# Painting tubes and inside blanks?



## handplane (Aug 4, 2009)

I have done a few acrylic pens and have painted the tubes only before gluing in the tube.  On couple of the pens the paint seemed to come loose from the tube.  I only noticed this during the finishing process when I felt a bump that should not have been there.  It looked like the blank was coming loose in small sections.  I was able to fix it by soaking the ends in CA and letting it sit.  I know the paint was dry before I assembled things but am not sure what made it come apart.  What did I do wrong?  Should I paint the inside of the blank and not the tube?  I'm still learning.


----------



## Wheaties (Aug 4, 2009)

That's what I do: Paint the inside of the blank with Testors and use CA to glue it up. Haven't had any problems yet!


----------



## Rstyleusa (Aug 4, 2009)

I have just ventured into the Acrylic pens, only turned 3 so far.  I have not noticed the paint coming off the brass tube yet.  I do rough up the brass tube before I paint it, then when I glue it into the blank I do it quickly without turning the brass tub to seat it, just push it in gently.  Another thing is look to see if you can get already colored tubes for your pens.  I have some sets that already come in white or titanium colors.  After I square up the blank I seal it with some more CA on the ends (then square it again if necessary to clear out any remaining CA).  I think the biggest thing is to rough up the brass tube before paints so the paint has a rough surface to stick to.

Funny thing is that I never though of painting the inside of the blank, that would definately work too!


----------



## omb76 (Aug 4, 2009)

The best advise I ever received was to always paint the inside of the blank when turning acrylic!  I take it a step further and also paint the brass tubes.  I also sand the tubes before painting to make sure the surface is clean.  I typically just use the $.99 can of spray paint from Dollar General.  It's fun to experiment with different colors of paint as it will yield different results in your finished product.   i.e. black will typically make the finished blank look deeper in color and white brighter in color.

I have found that using CA to glue the tubes is not the best way to go as any excess heat from sanding can cause the CA to fail.  I always use a 2 part epoxy to glue everything.  When you paint the inside of the blank it won't matter if there is a yellow tint to the glue as you won't see it anyway.  I will also usually wait 24 hrs after painting until I glue the tubes in.  

Good luck!


----------



## Monty (Aug 4, 2009)

▶ [SET EXERCISE 1]: For each statement about the pen-turning thread, answer yes or no and quote the words from the thread that decide it. (a) Wheaties paints the inside of the blank with Testors. (b) omb76 glues the tubes with CA. (c) Rstyleusa has turned five acrylic pens.
The forum thread and the entries come from separate, unrelated sources.

▶ [MATERIAL SUPPLIED]:

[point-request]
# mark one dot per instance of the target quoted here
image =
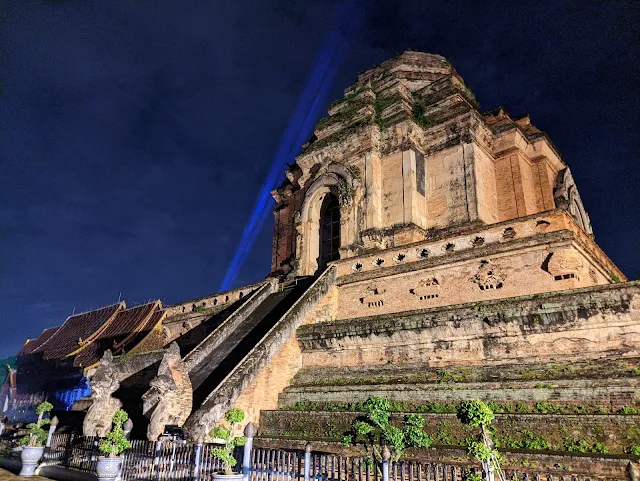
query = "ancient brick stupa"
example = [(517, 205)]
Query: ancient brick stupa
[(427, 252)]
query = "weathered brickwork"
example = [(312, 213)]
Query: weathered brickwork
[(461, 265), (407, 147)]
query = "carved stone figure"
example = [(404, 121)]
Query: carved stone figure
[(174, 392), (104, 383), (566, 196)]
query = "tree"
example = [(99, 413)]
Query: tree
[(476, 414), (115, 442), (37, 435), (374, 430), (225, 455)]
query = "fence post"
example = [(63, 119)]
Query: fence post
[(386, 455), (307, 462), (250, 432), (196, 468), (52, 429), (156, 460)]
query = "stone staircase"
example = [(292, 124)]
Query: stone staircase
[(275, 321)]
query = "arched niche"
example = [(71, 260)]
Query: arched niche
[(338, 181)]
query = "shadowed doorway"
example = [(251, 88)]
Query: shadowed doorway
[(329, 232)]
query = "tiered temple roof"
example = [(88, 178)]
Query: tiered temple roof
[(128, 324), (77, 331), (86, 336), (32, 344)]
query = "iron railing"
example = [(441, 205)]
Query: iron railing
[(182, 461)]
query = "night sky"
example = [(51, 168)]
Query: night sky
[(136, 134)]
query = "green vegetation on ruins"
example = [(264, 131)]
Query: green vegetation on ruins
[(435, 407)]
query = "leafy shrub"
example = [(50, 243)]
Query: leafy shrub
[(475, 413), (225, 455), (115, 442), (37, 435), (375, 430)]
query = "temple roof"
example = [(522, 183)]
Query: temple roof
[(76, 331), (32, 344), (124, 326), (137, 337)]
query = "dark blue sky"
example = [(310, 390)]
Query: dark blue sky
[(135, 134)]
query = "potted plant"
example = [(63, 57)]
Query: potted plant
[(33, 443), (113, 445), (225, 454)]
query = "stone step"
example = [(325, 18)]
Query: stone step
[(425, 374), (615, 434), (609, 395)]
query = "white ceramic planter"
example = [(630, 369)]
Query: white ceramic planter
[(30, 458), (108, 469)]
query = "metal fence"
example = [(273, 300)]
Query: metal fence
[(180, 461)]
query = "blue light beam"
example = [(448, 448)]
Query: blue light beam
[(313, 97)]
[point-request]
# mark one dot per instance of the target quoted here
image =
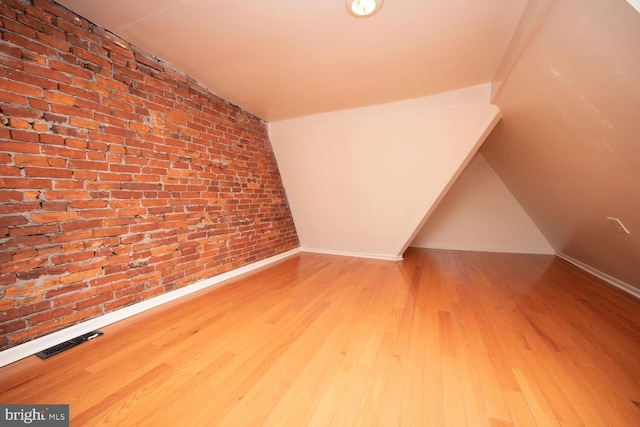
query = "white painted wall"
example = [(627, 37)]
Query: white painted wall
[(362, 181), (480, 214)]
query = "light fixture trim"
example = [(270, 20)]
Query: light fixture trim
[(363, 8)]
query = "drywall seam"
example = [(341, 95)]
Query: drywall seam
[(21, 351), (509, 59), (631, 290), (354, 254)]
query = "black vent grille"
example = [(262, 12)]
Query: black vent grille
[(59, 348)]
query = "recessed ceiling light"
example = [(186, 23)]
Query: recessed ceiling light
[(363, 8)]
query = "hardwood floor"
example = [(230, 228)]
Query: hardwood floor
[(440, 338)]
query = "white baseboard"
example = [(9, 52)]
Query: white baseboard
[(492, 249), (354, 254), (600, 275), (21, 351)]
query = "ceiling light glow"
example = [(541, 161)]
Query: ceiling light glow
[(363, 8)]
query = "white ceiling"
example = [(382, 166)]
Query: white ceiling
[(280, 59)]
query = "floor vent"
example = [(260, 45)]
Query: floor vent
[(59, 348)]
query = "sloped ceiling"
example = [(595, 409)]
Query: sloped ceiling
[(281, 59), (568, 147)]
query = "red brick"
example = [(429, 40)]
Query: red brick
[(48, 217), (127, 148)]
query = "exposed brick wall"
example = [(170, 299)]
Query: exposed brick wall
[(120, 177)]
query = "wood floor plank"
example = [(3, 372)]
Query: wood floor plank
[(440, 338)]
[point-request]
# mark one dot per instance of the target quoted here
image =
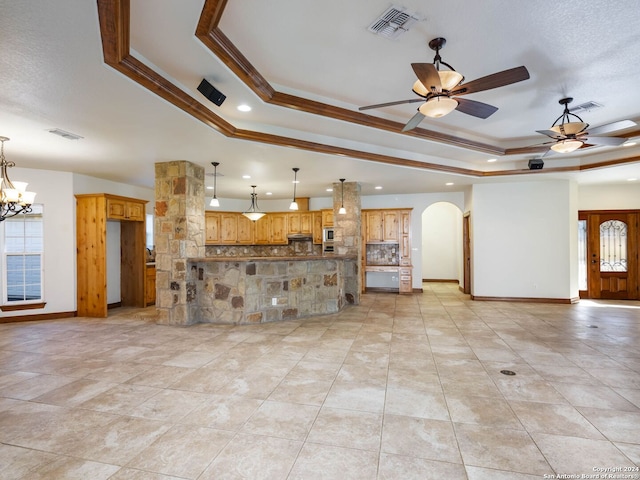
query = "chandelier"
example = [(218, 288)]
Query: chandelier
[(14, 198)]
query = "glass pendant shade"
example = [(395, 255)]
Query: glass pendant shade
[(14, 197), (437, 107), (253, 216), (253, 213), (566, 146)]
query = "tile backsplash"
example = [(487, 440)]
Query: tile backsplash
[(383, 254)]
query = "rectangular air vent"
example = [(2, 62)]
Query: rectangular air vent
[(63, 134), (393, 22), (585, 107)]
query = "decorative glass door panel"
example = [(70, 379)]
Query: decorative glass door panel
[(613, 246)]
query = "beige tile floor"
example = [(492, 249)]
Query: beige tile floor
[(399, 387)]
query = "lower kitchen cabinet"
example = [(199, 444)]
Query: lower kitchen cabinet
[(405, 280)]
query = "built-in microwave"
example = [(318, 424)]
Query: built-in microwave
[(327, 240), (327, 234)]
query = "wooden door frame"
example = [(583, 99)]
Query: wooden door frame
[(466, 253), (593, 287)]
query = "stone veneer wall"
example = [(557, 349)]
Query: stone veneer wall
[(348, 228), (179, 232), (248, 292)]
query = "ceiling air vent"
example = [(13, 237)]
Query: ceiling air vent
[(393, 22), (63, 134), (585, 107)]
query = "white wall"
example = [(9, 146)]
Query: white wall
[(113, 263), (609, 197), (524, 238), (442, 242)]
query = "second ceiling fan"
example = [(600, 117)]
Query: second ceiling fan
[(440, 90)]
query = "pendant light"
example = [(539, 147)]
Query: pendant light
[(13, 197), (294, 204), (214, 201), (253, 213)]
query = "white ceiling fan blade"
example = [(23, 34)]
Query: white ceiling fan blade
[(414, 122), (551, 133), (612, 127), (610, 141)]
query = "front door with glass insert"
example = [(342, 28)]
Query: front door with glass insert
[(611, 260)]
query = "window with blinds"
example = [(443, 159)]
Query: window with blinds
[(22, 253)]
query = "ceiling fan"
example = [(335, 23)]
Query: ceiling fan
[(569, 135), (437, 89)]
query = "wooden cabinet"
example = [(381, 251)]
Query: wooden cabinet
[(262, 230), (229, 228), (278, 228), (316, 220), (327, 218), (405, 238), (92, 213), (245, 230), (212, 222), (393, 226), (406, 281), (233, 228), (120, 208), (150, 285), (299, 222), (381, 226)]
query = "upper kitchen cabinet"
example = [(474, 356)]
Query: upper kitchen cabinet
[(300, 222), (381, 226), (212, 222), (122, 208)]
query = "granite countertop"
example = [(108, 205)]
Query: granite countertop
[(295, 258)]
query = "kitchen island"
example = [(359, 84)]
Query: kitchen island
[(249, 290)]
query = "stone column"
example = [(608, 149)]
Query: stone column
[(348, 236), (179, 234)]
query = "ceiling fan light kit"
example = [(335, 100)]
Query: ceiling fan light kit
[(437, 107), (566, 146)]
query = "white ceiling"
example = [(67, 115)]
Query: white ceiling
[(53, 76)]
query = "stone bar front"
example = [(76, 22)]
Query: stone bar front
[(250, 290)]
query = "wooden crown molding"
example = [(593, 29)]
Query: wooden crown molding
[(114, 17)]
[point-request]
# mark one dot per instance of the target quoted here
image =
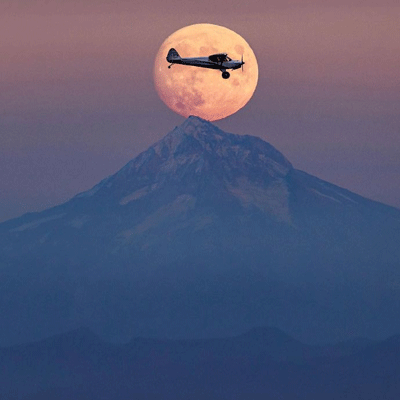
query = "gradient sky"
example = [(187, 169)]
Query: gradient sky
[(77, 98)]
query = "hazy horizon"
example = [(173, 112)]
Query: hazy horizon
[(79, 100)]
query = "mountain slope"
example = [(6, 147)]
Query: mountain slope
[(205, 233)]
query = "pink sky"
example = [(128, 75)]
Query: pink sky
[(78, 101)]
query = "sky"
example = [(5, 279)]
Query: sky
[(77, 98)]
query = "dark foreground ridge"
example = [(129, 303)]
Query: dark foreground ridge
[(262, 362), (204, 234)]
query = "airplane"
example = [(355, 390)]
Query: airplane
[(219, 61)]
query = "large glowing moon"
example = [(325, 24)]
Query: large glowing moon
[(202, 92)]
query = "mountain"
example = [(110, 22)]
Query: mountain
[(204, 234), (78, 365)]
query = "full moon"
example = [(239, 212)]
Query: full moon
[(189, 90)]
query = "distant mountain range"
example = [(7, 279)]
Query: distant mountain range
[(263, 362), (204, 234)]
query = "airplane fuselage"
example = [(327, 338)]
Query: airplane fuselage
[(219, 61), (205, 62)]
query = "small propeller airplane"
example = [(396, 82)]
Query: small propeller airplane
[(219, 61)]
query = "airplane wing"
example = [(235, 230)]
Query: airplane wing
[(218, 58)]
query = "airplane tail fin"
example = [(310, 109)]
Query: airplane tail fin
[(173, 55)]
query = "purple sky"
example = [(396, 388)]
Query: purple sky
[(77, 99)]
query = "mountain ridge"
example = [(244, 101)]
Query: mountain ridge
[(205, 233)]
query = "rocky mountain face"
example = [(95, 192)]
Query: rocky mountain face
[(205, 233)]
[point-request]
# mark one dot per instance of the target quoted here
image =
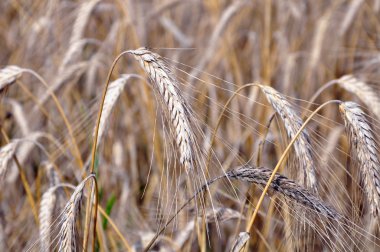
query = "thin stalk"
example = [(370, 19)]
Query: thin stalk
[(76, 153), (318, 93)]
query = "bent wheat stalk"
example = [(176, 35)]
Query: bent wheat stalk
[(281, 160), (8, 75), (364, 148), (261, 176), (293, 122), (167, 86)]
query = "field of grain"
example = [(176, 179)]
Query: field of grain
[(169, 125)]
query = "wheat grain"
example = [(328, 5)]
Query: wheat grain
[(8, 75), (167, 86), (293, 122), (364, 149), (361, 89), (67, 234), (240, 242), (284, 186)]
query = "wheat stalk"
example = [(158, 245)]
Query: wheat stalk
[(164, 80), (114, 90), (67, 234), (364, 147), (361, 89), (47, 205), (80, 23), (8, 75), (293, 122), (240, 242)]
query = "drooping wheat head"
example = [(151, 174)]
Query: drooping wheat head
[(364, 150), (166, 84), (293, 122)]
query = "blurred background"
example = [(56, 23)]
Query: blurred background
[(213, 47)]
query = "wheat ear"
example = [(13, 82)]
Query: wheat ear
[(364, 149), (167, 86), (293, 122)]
==
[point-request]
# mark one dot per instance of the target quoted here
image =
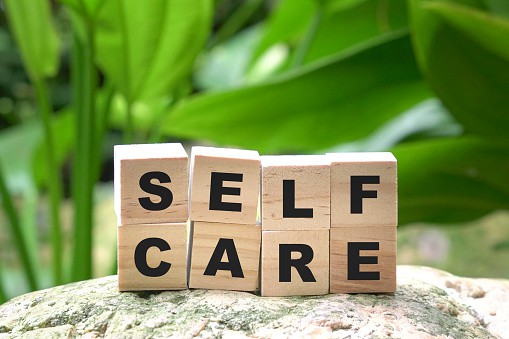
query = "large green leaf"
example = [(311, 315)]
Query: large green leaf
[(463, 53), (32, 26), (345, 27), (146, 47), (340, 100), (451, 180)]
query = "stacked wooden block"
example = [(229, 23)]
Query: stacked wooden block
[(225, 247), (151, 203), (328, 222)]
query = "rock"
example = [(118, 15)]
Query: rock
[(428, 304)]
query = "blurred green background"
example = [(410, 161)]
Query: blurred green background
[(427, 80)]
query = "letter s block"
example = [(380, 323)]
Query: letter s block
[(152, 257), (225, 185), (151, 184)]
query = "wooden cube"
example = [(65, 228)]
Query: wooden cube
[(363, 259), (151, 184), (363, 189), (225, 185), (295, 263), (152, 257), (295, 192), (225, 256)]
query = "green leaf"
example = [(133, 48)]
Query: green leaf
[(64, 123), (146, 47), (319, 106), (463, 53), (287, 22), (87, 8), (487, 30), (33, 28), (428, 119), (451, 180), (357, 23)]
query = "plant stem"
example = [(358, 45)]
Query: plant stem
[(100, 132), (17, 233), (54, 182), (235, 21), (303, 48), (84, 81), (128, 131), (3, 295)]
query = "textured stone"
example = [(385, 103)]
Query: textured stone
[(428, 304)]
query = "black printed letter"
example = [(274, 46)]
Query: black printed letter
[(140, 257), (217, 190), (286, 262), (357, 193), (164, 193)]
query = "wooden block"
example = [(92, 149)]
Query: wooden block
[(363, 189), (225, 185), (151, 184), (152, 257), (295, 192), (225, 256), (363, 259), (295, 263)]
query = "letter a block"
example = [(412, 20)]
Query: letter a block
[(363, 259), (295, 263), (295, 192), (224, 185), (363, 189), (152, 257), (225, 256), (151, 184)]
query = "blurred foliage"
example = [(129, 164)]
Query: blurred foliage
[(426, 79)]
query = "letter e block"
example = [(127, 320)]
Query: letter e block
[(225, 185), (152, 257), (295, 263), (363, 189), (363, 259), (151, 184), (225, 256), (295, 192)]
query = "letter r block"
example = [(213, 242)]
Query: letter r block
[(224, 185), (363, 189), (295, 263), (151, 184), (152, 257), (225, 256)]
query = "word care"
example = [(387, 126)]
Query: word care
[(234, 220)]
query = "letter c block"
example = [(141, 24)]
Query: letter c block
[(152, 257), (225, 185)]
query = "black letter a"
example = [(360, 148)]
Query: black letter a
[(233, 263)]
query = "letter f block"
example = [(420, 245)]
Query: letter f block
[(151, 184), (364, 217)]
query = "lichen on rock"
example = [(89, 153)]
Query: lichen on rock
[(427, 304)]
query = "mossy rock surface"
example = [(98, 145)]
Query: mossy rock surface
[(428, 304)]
--
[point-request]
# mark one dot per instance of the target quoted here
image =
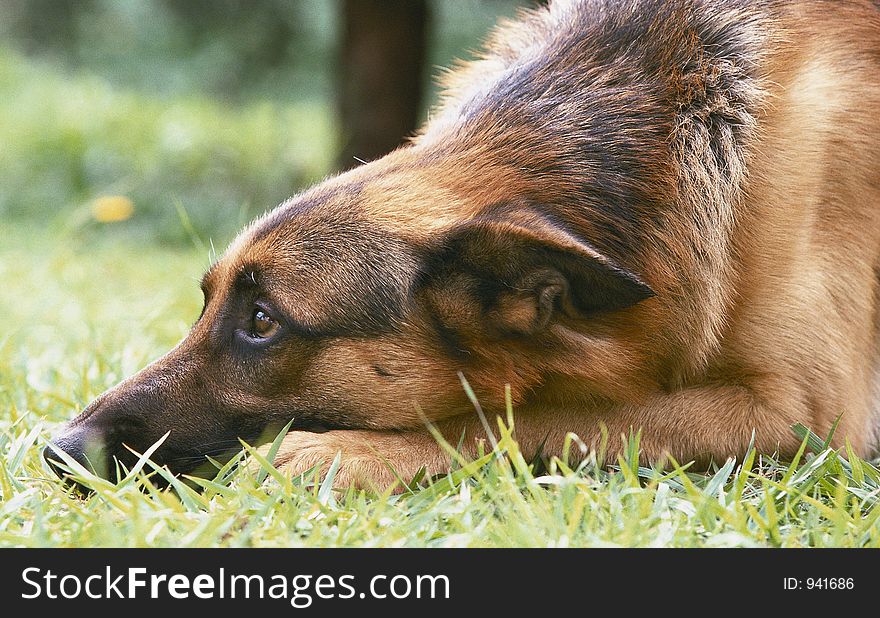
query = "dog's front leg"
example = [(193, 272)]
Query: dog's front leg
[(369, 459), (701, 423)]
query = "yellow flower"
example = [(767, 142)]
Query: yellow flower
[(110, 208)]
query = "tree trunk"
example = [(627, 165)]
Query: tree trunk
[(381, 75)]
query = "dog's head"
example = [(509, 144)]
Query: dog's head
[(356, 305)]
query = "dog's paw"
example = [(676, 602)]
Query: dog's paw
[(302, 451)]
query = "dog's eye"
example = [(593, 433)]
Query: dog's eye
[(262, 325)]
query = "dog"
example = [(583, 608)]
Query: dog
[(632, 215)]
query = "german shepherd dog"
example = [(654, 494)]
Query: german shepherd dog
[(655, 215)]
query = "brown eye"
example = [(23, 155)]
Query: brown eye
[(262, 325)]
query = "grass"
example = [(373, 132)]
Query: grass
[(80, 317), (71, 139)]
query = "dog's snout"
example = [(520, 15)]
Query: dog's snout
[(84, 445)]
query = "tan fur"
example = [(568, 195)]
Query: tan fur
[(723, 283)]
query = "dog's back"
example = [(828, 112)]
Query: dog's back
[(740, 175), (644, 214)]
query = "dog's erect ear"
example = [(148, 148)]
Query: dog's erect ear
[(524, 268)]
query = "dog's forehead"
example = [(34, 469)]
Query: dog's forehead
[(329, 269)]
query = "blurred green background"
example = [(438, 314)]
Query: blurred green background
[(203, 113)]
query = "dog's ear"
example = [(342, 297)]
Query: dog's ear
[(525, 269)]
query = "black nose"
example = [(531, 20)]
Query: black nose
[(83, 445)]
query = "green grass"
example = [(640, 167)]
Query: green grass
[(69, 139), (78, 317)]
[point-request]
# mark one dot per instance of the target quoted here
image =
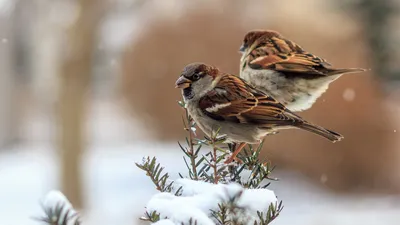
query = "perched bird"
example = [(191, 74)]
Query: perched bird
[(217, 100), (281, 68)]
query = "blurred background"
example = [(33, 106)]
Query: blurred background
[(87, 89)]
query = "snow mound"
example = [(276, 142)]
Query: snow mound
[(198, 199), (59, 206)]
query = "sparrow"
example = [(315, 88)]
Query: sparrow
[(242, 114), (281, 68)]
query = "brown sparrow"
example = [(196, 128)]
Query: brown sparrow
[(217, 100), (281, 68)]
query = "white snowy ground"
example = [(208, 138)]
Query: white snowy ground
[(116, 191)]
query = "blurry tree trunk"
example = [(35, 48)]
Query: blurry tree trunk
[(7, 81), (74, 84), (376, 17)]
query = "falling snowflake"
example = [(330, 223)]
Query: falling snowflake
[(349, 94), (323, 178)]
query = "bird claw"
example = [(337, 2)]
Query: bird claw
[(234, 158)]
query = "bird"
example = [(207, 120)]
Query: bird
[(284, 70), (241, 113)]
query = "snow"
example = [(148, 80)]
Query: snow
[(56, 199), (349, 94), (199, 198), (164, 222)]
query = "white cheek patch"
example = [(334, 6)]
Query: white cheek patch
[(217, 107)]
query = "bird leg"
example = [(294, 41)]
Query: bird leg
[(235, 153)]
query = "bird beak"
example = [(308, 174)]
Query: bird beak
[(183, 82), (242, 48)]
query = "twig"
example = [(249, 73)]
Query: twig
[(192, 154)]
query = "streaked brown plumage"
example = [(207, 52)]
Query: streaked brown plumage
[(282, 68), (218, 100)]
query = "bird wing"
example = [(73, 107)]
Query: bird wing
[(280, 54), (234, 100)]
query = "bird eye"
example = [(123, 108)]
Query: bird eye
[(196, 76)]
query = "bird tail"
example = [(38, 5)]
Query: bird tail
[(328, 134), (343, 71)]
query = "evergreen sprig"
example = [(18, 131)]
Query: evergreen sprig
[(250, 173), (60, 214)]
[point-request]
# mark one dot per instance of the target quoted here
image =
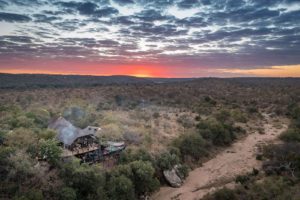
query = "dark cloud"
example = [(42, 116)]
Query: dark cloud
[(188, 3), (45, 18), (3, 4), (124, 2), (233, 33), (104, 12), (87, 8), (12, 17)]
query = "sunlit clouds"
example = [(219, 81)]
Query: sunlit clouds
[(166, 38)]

▶ [SET EXERCISE 2]: Find every line in the entries that contains the string "dark", and copy each of those lines. Case counts.

▶ [COMPLETE ANSWER 1]:
(a) Yes: "Paint the inside of the blank with Testors and use CA to glue it up."
(b) No: "I always use a 2 part epoxy to glue everything."
(c) No: "only turned 3 so far."

▶ [COMPLETE ANSWER 2]:
query = "dark blue sky"
Query: dark blue sky
query = "dark foreground ridge"
Query: dark foreground ridge
query = "dark cloud"
Query: dark cloud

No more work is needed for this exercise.